#### SUPPLIED TEXT
▬▬▬▬▬▬
It is to be appreciated that not all steps may be needed to perform the disclosure provided herein. Further, some of the steps may be performed simultaneously, or in a different order than shown in FIG. 2A, as will be understood by a person of ordinary skill in the art.
At 202, an administrator of transaction ledger system 110 may verify authenticity of a physical object 140 having intrinsic value. The physical object 140 may belong to a first individual. To verify the authenticity, the administrator may examine physical object 140 and confirm that it matches a product description provided by a seller of physical object 140. For example, the administrator may perform a visual examination of physical object 140. The administrator may also review serial codes and/or documentation related to authenticity. This may include certificates of authentication. In some embodiments, the administrator may perform tests to verify authenticity. For example, the administrator may test the materials used in the physical object 140. If physical object 140 is an electronic device, the administrator may confirm operation of the physical object 140. Upon verifying the authenticity, the administrator may user transaction ledger system 110 to track statuses and data corresponding to physical object 140.
▬▬▬▬▬▬
#### EXCERPTED RECORDS

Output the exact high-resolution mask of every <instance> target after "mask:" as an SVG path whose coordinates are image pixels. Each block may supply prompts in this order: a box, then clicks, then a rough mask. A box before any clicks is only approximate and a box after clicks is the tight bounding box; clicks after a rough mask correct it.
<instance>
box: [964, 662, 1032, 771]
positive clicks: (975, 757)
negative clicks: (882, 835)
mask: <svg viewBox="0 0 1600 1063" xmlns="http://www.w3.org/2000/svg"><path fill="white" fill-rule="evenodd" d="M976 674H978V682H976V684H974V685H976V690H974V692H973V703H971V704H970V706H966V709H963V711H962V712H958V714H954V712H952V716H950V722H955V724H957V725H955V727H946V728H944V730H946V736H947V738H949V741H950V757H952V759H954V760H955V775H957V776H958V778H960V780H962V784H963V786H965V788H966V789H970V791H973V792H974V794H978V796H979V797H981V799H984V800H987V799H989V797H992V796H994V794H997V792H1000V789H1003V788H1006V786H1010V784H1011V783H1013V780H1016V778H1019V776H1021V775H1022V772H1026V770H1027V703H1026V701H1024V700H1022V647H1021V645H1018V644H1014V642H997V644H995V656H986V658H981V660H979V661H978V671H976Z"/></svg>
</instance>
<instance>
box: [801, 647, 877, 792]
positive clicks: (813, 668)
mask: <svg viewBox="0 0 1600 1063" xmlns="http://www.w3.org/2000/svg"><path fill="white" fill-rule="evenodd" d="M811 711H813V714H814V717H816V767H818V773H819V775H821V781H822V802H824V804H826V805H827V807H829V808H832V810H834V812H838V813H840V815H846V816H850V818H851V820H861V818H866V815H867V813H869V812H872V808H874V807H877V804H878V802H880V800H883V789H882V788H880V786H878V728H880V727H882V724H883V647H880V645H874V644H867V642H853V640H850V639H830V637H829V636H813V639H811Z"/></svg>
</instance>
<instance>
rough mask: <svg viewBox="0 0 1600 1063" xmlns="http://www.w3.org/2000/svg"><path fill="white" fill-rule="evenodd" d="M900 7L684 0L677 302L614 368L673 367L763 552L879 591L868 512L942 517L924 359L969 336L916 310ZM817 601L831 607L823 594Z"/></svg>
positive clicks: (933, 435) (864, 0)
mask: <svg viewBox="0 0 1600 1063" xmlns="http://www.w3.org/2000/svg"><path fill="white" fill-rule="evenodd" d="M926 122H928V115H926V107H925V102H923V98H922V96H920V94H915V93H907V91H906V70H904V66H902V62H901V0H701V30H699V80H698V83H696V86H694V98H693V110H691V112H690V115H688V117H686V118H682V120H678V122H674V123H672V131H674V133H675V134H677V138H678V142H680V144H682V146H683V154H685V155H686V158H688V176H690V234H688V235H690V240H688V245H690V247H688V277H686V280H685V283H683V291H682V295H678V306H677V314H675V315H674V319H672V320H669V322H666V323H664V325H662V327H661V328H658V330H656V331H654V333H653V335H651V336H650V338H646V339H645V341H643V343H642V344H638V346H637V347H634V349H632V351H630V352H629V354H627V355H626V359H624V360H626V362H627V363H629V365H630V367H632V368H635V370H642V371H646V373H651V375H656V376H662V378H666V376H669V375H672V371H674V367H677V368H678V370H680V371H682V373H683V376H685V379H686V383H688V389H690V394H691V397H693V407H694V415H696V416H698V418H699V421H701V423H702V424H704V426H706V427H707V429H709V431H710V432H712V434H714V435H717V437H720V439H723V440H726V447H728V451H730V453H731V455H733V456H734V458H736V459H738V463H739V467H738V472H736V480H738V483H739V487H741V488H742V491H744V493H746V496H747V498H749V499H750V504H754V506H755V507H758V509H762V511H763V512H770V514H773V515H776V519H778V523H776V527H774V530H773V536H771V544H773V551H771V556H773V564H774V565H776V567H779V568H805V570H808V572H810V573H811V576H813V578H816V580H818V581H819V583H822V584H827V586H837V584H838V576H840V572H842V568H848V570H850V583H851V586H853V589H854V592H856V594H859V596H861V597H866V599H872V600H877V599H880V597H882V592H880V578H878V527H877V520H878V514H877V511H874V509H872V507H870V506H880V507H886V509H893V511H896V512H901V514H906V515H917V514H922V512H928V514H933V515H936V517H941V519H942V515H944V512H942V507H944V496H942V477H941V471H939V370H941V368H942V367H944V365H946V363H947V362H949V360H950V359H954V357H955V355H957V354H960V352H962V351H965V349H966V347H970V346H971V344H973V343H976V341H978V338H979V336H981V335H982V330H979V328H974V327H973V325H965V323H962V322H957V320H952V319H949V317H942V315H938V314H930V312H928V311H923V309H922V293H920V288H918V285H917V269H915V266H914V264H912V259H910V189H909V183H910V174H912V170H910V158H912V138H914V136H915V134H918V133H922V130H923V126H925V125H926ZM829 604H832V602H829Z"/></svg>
▬▬▬▬▬▬
#### APPLY WHAT YOU READ
- a) Copy the passage on verifying physical objects, starting at "It is to be" and ending at "in the art.", and swap "steps" for "operations".
- b) In the passage on verifying physical objects, what may the administrator do if the physical object is an electronic device?

#### SOLUTION SET
- a)
It is to be appreciated that not all operations may be needed to perform the disclosure provided herein. Further, some of the operations may be performed simultaneously, or in a different order than shown in FIG. 2A, as will be understood by a person of ordinary skill in the art.

- b) The administrator may confirm operation of the physical object 140.